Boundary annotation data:
***
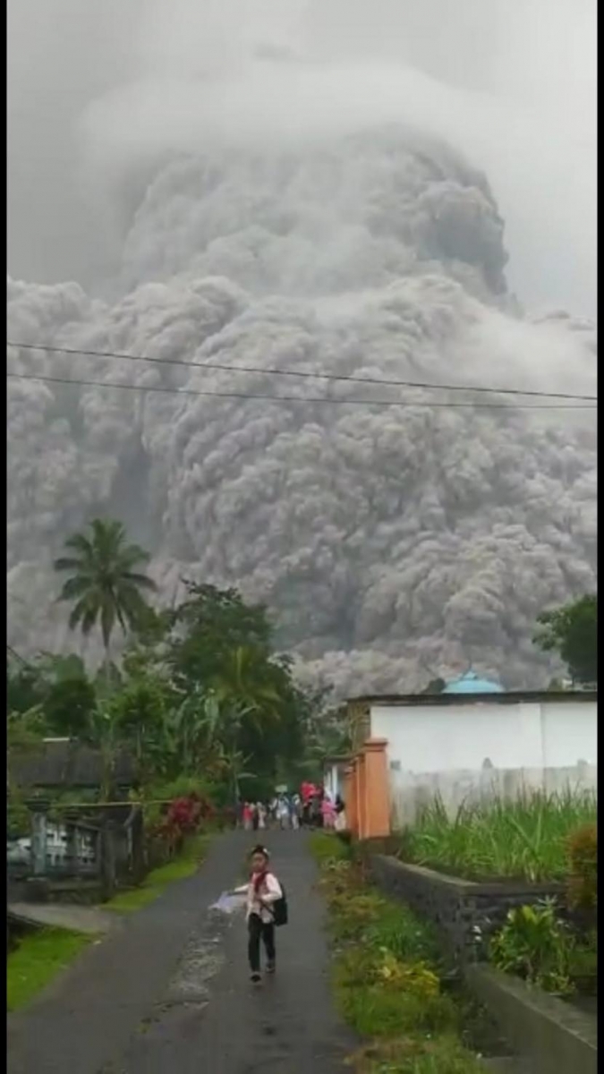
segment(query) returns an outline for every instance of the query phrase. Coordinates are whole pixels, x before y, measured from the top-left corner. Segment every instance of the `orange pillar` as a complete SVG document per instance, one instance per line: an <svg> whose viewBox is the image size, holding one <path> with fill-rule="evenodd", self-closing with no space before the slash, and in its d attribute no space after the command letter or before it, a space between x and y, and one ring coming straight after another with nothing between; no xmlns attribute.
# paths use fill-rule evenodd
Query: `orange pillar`
<svg viewBox="0 0 604 1074"><path fill-rule="evenodd" d="M357 816L359 839L366 839L366 771L365 755L362 750L357 757Z"/></svg>
<svg viewBox="0 0 604 1074"><path fill-rule="evenodd" d="M346 829L347 831L353 831L354 822L354 808L353 799L355 794L355 780L354 780L354 769L351 765L347 765L344 769L344 789L342 792L342 797L344 798L344 810L346 813Z"/></svg>
<svg viewBox="0 0 604 1074"><path fill-rule="evenodd" d="M346 797L344 798L346 810L346 827L354 836L358 834L359 814L357 811L357 765L353 758L350 766L346 769Z"/></svg>
<svg viewBox="0 0 604 1074"><path fill-rule="evenodd" d="M361 839L383 839L390 834L387 745L387 739L369 739L363 746L364 831Z"/></svg>

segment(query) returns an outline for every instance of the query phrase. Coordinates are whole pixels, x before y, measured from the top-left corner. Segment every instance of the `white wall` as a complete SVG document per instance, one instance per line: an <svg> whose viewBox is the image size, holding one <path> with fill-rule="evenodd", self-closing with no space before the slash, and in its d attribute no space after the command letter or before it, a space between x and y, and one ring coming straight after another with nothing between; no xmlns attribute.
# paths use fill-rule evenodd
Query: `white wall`
<svg viewBox="0 0 604 1074"><path fill-rule="evenodd" d="M398 824L436 794L452 812L468 798L596 787L594 701L374 705L371 734L388 741Z"/></svg>

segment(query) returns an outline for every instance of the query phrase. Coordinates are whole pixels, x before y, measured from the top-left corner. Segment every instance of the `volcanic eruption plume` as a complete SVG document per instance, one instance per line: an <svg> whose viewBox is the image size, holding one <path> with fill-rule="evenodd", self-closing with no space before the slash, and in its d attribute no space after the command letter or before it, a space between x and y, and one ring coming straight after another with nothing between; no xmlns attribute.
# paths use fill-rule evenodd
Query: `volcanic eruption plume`
<svg viewBox="0 0 604 1074"><path fill-rule="evenodd" d="M103 514L167 603L240 585L340 693L543 680L536 614L595 585L594 411L530 393L593 394L595 330L509 289L479 159L509 102L414 67L413 35L330 56L312 4L247 6L174 52L155 5L74 128L103 272L9 279L9 640L66 642L49 564Z"/></svg>

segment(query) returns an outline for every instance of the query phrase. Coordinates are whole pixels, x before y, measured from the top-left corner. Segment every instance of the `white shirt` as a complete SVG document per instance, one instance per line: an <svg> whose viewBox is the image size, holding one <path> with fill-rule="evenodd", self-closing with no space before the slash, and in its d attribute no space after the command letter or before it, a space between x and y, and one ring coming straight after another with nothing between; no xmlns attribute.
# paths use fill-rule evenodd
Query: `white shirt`
<svg viewBox="0 0 604 1074"><path fill-rule="evenodd" d="M251 880L248 884L243 884L241 887L236 887L235 891L238 895L241 895L244 891L247 895L246 920L250 914L257 914L264 925L270 925L272 923L273 913L270 905L272 902L277 902L278 899L283 899L281 884L273 873L268 872L265 874L258 894L256 894L254 881Z"/></svg>

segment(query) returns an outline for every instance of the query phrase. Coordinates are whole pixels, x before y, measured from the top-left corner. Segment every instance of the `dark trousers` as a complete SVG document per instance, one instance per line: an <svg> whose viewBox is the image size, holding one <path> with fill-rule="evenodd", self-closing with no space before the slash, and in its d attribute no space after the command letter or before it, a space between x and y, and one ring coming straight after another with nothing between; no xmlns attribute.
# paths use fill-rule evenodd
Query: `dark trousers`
***
● **THE PROBLEM**
Count the lines of the data above that contain the word "wall" and reply with only that number.

● **RESPONSE FOR THIS EXERCISE**
2